§ Objective 1
Answer these questions about the text on modifying the MySQL 5.6 Memcached plugin:
(a) What new name was given to the libmemcached.so shared library?
(b) On which request does the SQL thread apply a relay log event in sync mode?
(c) How often does the InnoDB master thread copy memcached status metrics to MySQL status variables?

§ Document segment

■ ■ ■

InnoDB API will transfer the input data to InnoDB engine(Table) as configured with innodb_api_bk_commit_interval, daemon_memcached_r_batch_size, daemon_memcached_w_batch_size system variables. And after that InnoDB API will write changes to binary log. But this is not happened on Cache-only mode. I modified MySQL code as memcached changes is also written to binary log but not apply that changes to InnoDB engine on Cache-only mode Memcached plugin. On original MySQL 5.6 Memcached plugin, dictionary table(innodb_memcache DB) and container table needs for Caching and Innodb-only cache mode not for Cache-only mode. But after modification dictionary table and container table is gotten to need for binary log writting. Of course we will not store memcached data to container table, but need it's template for binary log writting.
On slave side, SQL thread have to apply relay log gotten by IO thread to MySQL Memcached plugin NOT InnoDB tables. But on original MySQL replication, SQL thread directly access InnoDB API not Memcached. I need a way to access to Memcached plugin. I implemented it as SQL thread bring up another memcached client (using libmemcached client library). I can use Non-blocking mode mode with libmemcached client library for fast relay log applying. Actually in original MySQL 5.6, libmemcached.so shared library also exist on your $MYSQL_HOME/lib/plugin, So I renamed it as "libmemcachedserver.so" so that install libmemcached RPM separately on the same system.
Repication SQL thread act as Memcached client have to run as fast as possible, so modified SQL thread's memcached client connect to Memcached socket file rather than 11211 TCP port. And worked as Non-blocking mode for fast replication. Actually SQL thread will apply relay log event as sync-mode on every 100th request so that slave can check replication apply error.

Another modifications

Originally, Memcached plugin never open both of TCP port and Unix domain socket at the same time, But I need both channel.
Copy Memcached plugin's status metric to MySQL server's status variables so that we can monitor memcached status with MySQL monitoring tool.InnoDB master thread will copy memcached status metrics to MySQL status variables every second.

mysql> show global status like '%kmc%';
+----------------------------------+--------------+
| Variable_name | Value |
+----------------------------------+--------------+
| Innodb_kmc_connection_structures | 2004 |
| Innodb_kmc_curr_connections | 2002 |
| Innodb_kmc_curr_items | 70638969 |
| Innodb_kmc_pointer_size | 64 |
| Innodb_kmc_threads | 8 |
| Innodb_kmc_total_connections | 5090 |
| Innodb_kmc_total_items | 778120599 |
| Innodb_kmc_bytes | 18648687816 |
| Innodb_kmc_bytes_read | 460650586044 |
| Innodb_kmc_bytes_written | 497924594841 |
| Innodb_kmc_cmd_get | 7781206118 |
| Innodb_kmc_cmd_set | 778120599 |
| Innodb_kmc_evictions | 498675673 |
| Innodb_kmc_get_hits | 1043938514 |
| Innodb_kmc_get_misses | 6737267604 |
| Innodb_kmc_limit_maxbytes | 21474836480 |
+----------------------------------+--------------+

Fix related memory leak of MySQL 5.6.14 and expiration time bug of Memcached plugin.

■ ■ ■

§ Record extracts
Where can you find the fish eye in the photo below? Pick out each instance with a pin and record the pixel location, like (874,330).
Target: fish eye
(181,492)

■ ■ ■

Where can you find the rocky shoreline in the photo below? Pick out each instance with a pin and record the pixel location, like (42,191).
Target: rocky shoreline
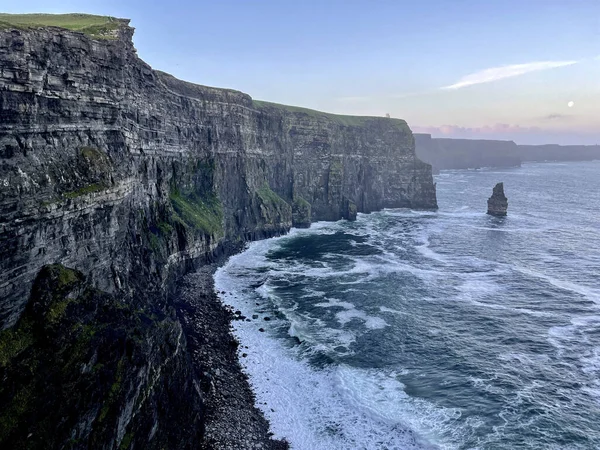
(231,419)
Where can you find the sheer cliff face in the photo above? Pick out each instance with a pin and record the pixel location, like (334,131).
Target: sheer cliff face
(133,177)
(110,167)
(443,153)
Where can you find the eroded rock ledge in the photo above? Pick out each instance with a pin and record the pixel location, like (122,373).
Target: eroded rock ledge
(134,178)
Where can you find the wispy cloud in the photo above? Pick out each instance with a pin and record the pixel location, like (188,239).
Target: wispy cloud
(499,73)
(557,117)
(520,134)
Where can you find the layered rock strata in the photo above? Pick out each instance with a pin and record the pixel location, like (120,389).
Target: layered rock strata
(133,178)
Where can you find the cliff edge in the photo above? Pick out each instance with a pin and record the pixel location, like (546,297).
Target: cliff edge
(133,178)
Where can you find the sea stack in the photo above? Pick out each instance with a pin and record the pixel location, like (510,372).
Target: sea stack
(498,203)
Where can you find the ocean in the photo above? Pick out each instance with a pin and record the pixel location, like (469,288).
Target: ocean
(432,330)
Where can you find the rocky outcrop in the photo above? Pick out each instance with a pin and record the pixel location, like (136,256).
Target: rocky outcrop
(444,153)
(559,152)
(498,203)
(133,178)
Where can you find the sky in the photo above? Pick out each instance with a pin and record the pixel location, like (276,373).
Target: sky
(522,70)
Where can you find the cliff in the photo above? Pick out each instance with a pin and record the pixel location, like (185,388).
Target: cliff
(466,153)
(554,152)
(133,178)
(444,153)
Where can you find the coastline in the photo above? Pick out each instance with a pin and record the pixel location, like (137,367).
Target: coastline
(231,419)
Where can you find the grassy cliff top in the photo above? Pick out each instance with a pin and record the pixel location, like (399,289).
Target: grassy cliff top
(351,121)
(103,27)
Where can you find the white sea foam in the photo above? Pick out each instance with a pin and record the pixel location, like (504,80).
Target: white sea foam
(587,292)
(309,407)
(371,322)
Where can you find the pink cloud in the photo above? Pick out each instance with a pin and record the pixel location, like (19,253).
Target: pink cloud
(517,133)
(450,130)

■ ■ ■

§ Objective 2
Find every line in the records above that contains the string "below", and copy each of those lines.

§ Problem solution 1
(a) libmemcachedserver.so
(b) Every 100th request
(c) Every second

§ Problem solution 2
Where can you find the fish eye in the photo below? Pick out each instance with a pin and record the pixel location, like (874,330).
Where can you find the rocky shoreline in the photo below? Pick out each instance with a pin and record the pixel location, like (42,191).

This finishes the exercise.